**SELECTED TEXT**
::::::::

ScyllaDB, being a database able to maintain exabytes of data and provide millions of operations, has to maximize utility of all available hardware resources including CPU, memory, plus disk and network IO. According to its data model ScyllaDB needs to maintain a set of partitions, rows and cell values providing fast lookup, sorted scans and keeping the memory consumption as low as possible. One of the core components that greatly affects ScyllaDB’s performance is the in-memory cache of the user data (we call it the row cache). And one of the key factors to achieving the performance goal is a good selection of *collections* — the data structures used to maintain the row cache objects. In this blog post I’ll try to demonstrate a facet of the row cache that lies at the intersection of academic computer-science and practical programming — the trees.

In its early days, ScyllaDB used standard implementations of key-value maps that were Red-Black (RB) trees behind the scenes. Although the standard implementation was time-proven to be stable and well performing, we noticed a set of performance-related problems with it: memory consumption could have been better, tree search seemed to take more CPU power than we expected it to, and some design ideas that were considered to be “corner case” turned out to be critical for us. The need for a better implementation arose and, as a part of this journey, we had to re-invent the trees again.

## To B- or Not to B-Tree

An important characteristic of a tree is called *cardinality*. This is the maximum number of child nodes that another node may have. In the corner case of cardinality of two, the tree is called a *binary* tree. For other cases, there’s a wide class of so-called B-trees. The common belief about binary vs B- trees is that the former ones should be used when the data is stored in the RAM, whilst the latter trees should live in the disk. The justification for this split is that RAM access speed is much higher than disk. Also, disk IO is performed in blocks, so it’s much better and faster to fetch several “adjacent” keys in one request. RAM, unlike disks, allows random access with almost any granularity, so it’s OK to have a disperse set of keys pointing to each other.

::::::::

**DATA FOR REVIEW**
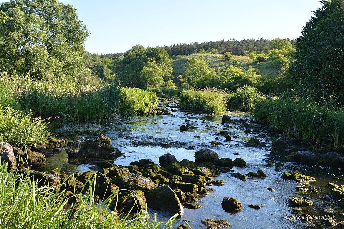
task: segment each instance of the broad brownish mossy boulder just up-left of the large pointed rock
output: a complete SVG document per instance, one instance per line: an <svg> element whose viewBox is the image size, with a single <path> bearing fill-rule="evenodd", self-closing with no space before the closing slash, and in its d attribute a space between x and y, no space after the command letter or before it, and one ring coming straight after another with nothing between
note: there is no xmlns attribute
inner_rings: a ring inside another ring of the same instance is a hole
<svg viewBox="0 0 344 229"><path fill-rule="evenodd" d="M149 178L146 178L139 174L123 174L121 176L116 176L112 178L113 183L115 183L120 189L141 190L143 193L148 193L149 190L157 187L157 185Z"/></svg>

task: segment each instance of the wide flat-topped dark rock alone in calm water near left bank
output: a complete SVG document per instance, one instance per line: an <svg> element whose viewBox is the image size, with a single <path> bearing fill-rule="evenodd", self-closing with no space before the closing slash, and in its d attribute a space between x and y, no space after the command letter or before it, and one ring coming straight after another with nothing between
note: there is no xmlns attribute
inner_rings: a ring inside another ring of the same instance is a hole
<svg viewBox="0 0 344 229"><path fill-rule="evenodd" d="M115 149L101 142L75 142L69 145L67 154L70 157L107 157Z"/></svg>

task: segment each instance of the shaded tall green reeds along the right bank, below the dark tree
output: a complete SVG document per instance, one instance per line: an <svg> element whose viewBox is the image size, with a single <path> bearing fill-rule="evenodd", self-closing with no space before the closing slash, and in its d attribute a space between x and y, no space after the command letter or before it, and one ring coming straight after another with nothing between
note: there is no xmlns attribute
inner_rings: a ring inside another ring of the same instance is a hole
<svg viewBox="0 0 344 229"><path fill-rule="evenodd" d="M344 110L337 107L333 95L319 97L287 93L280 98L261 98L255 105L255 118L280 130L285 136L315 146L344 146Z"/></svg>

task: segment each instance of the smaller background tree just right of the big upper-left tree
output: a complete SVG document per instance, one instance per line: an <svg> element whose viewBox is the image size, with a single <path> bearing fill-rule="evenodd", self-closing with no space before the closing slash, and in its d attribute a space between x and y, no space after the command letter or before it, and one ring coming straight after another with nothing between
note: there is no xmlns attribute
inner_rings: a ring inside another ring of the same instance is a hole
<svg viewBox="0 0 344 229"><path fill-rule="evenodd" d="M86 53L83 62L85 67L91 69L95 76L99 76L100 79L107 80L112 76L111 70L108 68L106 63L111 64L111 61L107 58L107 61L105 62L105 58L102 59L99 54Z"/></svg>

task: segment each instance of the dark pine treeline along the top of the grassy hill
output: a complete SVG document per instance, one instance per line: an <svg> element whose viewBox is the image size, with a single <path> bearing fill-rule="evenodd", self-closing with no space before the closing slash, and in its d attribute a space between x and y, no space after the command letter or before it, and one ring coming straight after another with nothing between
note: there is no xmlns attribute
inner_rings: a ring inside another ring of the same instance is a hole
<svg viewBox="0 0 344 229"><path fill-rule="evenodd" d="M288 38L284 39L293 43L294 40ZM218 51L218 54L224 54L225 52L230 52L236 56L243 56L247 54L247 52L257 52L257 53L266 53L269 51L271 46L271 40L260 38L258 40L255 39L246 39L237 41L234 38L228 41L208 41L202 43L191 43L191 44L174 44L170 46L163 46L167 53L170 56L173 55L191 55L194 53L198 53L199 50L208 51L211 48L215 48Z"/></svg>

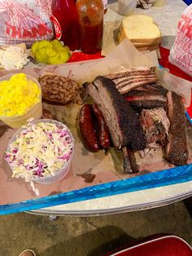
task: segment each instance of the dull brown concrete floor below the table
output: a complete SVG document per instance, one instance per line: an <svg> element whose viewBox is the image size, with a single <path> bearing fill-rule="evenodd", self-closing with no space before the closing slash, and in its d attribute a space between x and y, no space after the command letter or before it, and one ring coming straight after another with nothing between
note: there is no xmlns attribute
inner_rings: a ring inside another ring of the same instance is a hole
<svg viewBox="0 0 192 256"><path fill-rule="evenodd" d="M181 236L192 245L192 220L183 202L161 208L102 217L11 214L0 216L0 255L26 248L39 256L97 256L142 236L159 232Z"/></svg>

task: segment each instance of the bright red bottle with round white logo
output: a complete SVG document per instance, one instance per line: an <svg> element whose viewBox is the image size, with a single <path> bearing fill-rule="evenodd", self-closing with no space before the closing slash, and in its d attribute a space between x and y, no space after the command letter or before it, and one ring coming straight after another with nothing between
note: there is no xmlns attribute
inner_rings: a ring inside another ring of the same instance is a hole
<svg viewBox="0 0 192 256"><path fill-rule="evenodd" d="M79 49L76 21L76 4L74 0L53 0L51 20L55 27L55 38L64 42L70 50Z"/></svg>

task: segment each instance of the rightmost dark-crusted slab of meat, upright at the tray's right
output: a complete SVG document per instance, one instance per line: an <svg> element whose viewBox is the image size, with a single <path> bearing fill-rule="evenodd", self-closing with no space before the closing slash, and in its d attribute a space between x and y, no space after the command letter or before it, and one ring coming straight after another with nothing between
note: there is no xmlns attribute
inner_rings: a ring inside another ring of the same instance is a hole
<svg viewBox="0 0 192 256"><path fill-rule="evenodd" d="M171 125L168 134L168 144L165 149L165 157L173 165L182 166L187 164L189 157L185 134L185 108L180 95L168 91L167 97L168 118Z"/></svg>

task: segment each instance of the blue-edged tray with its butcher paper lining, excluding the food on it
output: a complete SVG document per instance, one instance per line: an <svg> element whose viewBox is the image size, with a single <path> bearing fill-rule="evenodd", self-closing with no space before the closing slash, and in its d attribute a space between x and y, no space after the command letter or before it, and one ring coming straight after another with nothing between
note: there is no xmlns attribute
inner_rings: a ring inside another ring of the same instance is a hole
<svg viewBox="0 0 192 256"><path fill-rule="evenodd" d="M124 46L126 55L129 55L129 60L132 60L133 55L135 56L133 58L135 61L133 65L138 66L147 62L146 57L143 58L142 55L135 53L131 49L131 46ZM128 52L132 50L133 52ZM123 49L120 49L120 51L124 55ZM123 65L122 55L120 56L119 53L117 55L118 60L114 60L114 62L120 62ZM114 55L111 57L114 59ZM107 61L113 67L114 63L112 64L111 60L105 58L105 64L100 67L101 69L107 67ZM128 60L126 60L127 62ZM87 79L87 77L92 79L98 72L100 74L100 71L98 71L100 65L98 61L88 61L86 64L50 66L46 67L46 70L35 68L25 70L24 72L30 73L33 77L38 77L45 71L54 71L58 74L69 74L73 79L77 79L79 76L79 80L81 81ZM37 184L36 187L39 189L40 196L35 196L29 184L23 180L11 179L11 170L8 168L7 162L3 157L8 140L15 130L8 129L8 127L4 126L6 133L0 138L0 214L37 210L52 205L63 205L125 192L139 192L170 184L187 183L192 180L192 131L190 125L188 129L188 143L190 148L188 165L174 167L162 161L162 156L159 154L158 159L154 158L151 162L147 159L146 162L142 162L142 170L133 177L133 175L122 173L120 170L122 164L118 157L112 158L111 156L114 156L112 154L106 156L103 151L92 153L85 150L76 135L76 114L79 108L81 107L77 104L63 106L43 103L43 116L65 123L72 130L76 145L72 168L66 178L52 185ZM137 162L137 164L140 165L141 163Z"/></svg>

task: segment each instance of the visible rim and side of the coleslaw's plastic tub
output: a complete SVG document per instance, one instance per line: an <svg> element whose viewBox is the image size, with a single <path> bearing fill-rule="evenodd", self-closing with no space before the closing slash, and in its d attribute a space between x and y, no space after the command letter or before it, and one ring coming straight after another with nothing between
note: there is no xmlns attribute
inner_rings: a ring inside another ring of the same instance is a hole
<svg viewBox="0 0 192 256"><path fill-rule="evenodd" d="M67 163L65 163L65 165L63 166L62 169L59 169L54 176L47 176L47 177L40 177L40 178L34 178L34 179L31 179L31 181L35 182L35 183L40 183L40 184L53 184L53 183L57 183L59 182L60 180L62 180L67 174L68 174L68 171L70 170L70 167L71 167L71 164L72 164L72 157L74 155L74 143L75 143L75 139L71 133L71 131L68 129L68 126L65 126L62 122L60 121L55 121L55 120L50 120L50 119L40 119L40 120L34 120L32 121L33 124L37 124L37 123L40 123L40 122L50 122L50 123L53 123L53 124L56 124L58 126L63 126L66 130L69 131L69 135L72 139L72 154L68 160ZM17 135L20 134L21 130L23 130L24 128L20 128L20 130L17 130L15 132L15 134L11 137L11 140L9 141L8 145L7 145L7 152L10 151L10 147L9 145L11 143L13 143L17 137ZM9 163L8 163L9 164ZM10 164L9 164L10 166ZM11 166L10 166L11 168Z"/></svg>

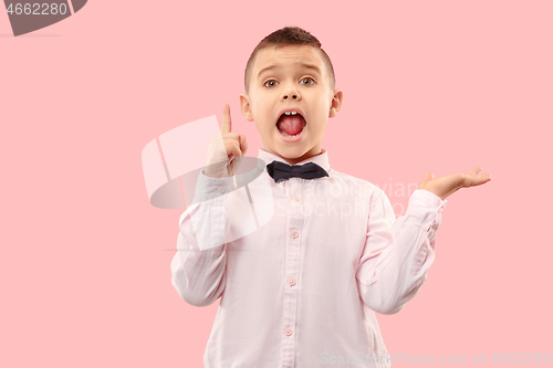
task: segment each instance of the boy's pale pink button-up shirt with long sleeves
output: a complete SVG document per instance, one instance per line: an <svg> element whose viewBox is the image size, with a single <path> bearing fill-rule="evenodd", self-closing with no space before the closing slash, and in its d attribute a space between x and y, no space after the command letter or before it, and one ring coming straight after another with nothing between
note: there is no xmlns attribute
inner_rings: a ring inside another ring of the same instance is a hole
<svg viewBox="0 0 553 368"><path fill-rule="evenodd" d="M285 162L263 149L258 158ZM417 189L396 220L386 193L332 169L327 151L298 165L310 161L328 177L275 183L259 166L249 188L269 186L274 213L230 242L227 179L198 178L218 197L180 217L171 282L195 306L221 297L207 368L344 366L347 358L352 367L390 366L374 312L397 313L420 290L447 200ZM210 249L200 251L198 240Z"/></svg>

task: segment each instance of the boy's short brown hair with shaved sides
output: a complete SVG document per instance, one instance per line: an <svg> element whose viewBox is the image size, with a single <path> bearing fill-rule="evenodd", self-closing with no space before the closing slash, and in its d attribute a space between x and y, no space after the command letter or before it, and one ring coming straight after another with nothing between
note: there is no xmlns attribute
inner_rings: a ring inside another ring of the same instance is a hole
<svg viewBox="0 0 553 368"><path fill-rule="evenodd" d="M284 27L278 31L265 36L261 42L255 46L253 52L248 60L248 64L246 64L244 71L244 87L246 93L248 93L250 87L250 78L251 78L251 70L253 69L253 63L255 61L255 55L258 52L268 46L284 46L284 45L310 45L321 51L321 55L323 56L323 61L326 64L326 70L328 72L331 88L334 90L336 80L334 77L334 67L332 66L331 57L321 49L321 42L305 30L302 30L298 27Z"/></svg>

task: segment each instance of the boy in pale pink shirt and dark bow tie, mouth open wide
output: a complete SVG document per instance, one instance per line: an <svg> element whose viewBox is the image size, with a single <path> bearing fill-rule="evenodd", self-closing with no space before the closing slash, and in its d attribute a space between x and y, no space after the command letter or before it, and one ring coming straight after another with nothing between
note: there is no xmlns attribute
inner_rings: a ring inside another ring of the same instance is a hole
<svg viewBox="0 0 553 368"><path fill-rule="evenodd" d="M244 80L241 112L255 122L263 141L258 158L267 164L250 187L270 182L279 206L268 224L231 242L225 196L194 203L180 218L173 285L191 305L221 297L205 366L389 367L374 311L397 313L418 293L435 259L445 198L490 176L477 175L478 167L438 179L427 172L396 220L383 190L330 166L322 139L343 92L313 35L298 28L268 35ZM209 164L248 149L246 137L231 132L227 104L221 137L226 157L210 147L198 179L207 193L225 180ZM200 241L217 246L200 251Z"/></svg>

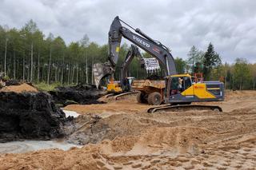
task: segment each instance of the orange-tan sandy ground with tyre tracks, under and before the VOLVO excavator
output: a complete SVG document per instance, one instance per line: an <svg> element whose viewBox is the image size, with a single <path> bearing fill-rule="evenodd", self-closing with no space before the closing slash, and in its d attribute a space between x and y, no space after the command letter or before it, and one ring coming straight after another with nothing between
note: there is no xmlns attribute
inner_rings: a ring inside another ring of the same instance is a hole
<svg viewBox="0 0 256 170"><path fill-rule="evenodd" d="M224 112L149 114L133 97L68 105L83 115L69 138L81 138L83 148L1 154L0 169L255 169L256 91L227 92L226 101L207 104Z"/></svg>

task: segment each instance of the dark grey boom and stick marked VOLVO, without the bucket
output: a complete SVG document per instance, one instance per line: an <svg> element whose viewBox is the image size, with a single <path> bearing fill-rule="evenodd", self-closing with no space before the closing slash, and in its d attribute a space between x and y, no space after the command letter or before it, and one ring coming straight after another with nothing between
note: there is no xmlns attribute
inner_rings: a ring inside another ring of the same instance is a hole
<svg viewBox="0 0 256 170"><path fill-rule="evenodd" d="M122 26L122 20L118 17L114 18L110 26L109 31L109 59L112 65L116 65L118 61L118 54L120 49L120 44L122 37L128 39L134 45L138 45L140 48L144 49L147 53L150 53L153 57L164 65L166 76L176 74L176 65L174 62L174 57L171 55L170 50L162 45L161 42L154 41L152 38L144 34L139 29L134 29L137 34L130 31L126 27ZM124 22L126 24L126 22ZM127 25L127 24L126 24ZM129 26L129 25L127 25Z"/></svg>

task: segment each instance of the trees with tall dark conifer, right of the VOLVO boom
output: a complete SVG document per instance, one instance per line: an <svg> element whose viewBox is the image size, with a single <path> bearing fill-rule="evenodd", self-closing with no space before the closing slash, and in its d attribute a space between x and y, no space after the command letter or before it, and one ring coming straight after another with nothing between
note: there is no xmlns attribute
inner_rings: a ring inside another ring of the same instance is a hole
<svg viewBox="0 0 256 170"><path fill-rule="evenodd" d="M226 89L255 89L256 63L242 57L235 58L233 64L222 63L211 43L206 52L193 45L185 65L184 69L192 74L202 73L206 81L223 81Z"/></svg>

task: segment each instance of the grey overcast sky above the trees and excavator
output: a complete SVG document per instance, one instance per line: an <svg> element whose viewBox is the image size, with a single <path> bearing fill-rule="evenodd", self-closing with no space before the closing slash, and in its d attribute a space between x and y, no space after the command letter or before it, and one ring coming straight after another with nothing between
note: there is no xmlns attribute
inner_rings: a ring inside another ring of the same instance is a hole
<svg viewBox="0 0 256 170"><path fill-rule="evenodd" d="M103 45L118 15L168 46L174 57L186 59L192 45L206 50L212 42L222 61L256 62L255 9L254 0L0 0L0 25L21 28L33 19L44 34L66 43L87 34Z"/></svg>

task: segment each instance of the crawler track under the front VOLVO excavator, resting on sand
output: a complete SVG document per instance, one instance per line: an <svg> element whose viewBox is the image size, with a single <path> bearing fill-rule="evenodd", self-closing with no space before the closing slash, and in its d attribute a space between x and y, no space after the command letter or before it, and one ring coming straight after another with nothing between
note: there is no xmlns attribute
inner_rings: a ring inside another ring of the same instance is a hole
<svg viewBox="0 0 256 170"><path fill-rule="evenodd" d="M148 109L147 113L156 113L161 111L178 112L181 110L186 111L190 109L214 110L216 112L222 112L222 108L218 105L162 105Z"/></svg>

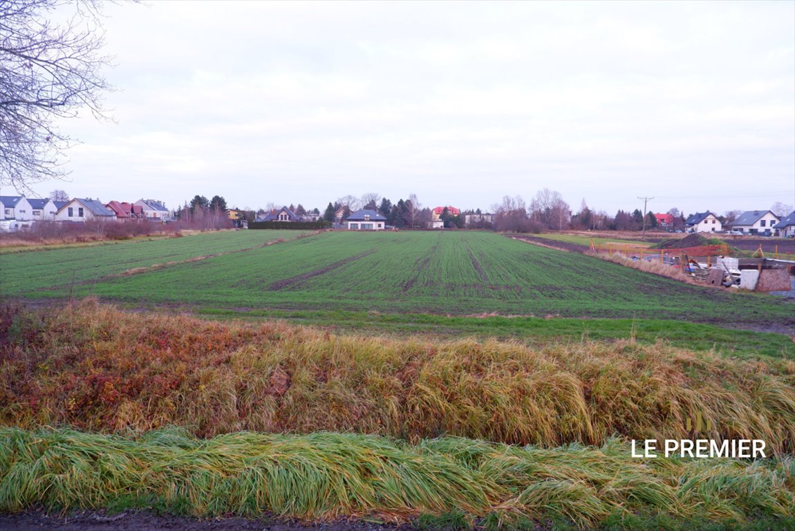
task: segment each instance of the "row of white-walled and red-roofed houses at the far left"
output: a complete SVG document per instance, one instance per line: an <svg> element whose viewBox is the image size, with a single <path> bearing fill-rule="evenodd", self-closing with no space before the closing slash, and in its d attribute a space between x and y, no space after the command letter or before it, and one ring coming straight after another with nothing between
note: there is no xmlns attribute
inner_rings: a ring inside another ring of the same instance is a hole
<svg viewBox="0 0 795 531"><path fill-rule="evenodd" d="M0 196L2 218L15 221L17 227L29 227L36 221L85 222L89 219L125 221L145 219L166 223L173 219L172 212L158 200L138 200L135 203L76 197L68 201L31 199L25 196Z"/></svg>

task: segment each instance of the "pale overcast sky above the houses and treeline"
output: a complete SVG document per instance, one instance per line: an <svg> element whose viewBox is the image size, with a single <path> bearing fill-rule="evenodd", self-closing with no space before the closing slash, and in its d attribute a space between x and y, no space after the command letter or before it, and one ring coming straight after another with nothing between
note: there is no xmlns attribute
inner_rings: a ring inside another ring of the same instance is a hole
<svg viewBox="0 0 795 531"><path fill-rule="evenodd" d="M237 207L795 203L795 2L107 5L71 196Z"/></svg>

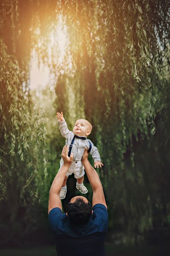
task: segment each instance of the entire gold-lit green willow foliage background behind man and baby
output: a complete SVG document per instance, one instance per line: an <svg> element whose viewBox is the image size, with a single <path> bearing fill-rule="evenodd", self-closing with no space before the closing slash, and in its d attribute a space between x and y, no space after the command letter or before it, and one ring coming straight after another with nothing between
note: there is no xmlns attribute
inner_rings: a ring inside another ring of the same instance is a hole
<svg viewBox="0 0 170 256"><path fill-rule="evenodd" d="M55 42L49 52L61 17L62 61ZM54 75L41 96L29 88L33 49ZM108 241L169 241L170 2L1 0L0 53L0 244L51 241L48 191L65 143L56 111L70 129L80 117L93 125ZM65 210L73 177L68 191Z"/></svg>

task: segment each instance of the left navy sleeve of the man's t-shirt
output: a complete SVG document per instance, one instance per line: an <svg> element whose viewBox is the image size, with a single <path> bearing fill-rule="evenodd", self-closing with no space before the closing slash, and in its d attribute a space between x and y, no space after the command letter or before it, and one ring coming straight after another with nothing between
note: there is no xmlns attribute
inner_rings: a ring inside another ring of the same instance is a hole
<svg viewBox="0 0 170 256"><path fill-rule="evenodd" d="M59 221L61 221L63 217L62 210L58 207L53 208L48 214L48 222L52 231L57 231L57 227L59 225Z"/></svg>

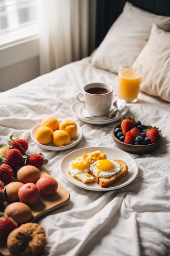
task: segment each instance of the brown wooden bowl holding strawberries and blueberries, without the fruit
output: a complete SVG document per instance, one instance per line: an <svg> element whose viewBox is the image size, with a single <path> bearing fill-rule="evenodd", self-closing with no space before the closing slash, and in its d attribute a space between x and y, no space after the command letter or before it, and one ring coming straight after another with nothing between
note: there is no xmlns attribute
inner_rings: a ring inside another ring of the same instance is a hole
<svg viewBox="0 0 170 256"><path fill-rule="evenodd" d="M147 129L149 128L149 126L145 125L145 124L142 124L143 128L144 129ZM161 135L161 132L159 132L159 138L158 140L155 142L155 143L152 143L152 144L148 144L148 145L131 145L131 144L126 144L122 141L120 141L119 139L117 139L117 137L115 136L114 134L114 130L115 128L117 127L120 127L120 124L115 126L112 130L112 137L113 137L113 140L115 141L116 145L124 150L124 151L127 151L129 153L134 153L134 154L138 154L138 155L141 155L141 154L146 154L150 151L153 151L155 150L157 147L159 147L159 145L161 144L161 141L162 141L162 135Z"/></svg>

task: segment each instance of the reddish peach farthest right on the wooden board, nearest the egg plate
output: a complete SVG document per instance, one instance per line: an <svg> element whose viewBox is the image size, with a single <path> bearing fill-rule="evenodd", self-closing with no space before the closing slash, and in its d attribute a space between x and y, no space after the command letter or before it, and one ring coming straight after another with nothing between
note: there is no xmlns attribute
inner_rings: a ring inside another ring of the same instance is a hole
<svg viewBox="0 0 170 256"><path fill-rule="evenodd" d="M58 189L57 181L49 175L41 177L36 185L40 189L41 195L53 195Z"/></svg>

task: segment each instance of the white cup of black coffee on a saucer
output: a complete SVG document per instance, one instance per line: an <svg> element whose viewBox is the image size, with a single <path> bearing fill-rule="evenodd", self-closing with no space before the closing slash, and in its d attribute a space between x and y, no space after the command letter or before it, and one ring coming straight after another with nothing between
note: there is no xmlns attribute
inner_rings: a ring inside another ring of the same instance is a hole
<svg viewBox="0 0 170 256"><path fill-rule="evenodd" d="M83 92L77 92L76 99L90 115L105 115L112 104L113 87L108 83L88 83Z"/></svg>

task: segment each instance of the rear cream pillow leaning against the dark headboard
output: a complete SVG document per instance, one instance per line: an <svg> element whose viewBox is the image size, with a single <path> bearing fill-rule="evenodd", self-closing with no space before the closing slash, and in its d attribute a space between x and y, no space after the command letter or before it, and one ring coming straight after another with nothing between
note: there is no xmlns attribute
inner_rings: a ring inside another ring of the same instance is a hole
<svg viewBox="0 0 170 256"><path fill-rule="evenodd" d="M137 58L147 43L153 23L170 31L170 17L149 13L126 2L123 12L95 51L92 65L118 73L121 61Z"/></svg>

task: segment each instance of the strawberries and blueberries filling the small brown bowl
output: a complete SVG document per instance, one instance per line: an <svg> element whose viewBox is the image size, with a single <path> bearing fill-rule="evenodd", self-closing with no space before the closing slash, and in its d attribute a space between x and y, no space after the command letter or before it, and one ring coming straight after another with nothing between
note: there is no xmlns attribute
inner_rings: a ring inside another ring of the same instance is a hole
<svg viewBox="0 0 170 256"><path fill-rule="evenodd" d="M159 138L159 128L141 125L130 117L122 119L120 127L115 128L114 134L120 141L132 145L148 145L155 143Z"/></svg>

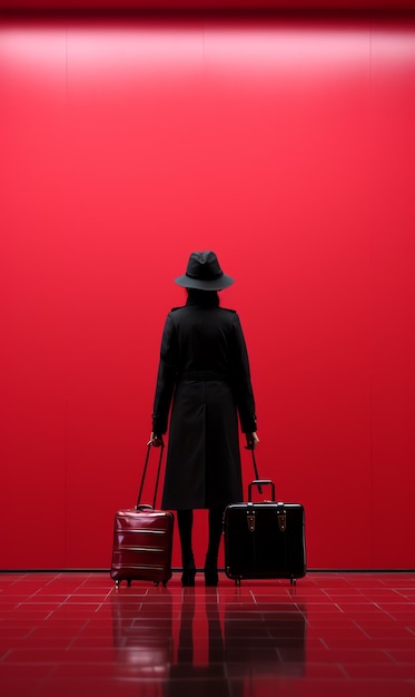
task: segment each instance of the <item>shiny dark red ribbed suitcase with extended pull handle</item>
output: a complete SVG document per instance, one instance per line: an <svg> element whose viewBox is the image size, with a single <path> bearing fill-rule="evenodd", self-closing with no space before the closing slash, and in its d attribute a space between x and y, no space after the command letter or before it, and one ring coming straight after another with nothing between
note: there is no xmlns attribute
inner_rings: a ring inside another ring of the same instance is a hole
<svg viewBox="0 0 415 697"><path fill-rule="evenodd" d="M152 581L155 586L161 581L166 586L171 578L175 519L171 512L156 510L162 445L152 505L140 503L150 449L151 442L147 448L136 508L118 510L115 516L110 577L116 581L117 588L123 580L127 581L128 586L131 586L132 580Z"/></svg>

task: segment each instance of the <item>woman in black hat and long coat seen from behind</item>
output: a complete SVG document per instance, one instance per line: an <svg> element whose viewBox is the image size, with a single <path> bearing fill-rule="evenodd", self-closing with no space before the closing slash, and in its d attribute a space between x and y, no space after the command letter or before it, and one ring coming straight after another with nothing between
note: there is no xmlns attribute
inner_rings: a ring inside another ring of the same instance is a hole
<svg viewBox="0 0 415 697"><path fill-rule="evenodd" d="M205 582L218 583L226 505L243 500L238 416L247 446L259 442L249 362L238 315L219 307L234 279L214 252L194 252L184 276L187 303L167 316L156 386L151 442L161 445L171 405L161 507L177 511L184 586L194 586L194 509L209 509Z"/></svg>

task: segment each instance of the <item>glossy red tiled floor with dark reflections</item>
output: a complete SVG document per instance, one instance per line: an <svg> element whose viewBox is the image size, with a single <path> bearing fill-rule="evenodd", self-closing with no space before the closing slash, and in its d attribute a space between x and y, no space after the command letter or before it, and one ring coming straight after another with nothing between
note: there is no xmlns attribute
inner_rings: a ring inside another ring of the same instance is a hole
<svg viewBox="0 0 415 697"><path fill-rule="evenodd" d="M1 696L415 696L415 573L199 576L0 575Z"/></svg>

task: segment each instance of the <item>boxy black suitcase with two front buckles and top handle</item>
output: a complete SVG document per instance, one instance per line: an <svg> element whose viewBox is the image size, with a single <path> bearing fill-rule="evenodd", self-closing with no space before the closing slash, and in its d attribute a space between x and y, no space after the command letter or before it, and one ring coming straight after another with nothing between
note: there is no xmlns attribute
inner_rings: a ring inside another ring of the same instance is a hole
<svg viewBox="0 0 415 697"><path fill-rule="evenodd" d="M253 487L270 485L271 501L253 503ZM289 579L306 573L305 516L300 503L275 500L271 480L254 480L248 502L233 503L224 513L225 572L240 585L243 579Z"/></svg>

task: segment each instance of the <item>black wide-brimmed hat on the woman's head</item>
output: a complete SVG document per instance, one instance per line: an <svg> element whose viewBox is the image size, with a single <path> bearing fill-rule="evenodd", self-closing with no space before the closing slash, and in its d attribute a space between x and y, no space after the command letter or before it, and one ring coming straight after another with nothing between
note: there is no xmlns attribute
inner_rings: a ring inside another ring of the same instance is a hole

::::::::

**TASK TO CARRY OUT**
Carry on the text about ScyllaDB's row cache trees, starting after its last sentence. The lines are not required here.

**ANSWER TO THIS PROBLEM**
However, there are many reasons why B-trees are often a good choice for in-memory collections.The first reason is cache *locality*. When searching for a key in a binary tree, the algorithm would visit up to *logN* elements that are very likely dispersed in memory. On a B-tree, this search will consist of two *phases* — intra-node search and descending the tree — executed one after another. And while descending the tree doesn’t differ much from the binary tree in the aforementioned sense, intra-node search will access keys that are located next to each other, thus making much better use of CPU caches.

The second reason also comes from the dispersed nature of binary trees and from how modern CPUs are designed. It’s well known that when executing a stream of instructions, CPU cores split the processing of each instruction into stages (loading instructions, decoding them, preparing arguments and doing the execution itself) and the stages are run in parallel in a unit called a conveyor. When a conditional branching instruction appears in this stream, the conveyor needs to guess which of two potential branches it will have to execute next and start loading it into the conveyor pipeline. If this guess fails, the conveyor is flushed and starts to work from scratch. Such failures are called branch misprediction. They are very bad from the performance point of view and have direct implications on the binary search algorithm. When searching for a key in such a tree, the algorithm jumps left and right depending on the key comparison result without giving the CPU any chance to learn which direction is “preferred.” In many cases, the CPU conveyer is flushed.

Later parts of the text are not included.